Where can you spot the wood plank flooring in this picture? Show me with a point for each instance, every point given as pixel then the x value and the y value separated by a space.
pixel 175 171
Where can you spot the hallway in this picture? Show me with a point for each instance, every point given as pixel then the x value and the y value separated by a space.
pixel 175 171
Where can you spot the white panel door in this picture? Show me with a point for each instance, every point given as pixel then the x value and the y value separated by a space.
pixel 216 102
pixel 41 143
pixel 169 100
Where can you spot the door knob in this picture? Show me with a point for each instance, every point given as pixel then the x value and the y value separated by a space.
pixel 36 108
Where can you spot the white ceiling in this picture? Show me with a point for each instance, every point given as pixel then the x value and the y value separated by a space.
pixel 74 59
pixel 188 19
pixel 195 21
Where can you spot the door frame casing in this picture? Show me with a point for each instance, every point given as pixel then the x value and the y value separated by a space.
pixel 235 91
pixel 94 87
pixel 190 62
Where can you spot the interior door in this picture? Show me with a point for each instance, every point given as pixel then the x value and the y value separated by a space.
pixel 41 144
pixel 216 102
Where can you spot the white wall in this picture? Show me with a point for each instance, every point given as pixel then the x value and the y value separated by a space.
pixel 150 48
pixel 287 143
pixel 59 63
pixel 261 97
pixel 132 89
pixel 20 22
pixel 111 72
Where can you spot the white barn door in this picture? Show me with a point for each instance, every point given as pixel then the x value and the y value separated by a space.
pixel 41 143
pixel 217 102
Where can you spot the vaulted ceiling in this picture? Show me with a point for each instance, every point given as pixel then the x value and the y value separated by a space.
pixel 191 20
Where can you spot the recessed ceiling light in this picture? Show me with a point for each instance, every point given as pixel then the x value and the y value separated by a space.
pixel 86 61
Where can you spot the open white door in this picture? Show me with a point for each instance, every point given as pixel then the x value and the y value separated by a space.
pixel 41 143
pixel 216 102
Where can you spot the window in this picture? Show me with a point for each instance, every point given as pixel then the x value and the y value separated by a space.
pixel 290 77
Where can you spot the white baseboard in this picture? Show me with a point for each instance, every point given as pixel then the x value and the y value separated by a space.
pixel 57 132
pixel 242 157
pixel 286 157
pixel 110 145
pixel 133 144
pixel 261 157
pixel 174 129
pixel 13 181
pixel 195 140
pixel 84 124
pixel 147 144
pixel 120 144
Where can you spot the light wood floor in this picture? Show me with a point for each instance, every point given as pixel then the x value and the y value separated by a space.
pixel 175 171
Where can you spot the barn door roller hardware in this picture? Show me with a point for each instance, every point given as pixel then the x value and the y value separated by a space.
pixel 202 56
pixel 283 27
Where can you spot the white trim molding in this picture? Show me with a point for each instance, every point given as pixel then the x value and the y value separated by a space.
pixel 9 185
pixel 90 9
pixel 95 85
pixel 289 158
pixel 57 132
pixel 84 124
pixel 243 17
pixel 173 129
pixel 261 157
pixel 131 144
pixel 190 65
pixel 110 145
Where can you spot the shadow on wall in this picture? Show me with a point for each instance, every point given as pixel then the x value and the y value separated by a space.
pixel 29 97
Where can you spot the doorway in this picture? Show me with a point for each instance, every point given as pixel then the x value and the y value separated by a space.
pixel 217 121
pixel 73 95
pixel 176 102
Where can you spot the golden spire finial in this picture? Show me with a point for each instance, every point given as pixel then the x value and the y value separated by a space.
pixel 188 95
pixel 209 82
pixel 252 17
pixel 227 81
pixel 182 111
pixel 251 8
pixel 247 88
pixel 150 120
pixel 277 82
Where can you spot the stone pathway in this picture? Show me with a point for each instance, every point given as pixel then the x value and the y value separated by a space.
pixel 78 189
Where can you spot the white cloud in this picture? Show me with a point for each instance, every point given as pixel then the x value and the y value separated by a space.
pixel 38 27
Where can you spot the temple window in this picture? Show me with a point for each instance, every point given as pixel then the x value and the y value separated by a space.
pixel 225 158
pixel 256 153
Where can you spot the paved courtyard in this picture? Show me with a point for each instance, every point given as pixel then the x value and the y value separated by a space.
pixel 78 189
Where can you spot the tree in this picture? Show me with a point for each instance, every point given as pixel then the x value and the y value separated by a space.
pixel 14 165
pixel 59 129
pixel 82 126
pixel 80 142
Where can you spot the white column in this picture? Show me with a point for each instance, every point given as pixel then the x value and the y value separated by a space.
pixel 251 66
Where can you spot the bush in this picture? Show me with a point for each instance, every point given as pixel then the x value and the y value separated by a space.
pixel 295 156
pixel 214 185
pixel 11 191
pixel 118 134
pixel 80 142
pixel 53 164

:::

> _DO THIS_
Update the entries starting at the line containing "Where can you spot the shadow" and ending after the line containing "pixel 38 27": replace "stone pathway" with "stone walkway" and leave everything else unchanged.

> _OUTPUT_
Where can you spot the shadow on wall in this picture? Show me with a point for each instance, every point given as pixel then the x value and the y value separated by a space.
pixel 29 97
Where can you spot the doorway in this picture? Show me with a point for each instance, every point given as pixel then the x value and the y value separated by a space.
pixel 217 121
pixel 73 95
pixel 176 102
Where can you spot the golden spire finial in this picture? Show me with a point for each instance, every point given as pixel then the x value and the y value separated by a space.
pixel 188 95
pixel 209 82
pixel 252 17
pixel 227 81
pixel 182 111
pixel 251 8
pixel 247 88
pixel 150 120
pixel 277 82
Where can you spot the stone walkway in this picture? Show me with a point for each instance, every point given as pixel then the x value and the y value separated by a space.
pixel 78 189
Where can you spot the white cloud in this picture? Show me with a point for each instance, every point given as pixel then the x value and the y value separated by a space.
pixel 38 27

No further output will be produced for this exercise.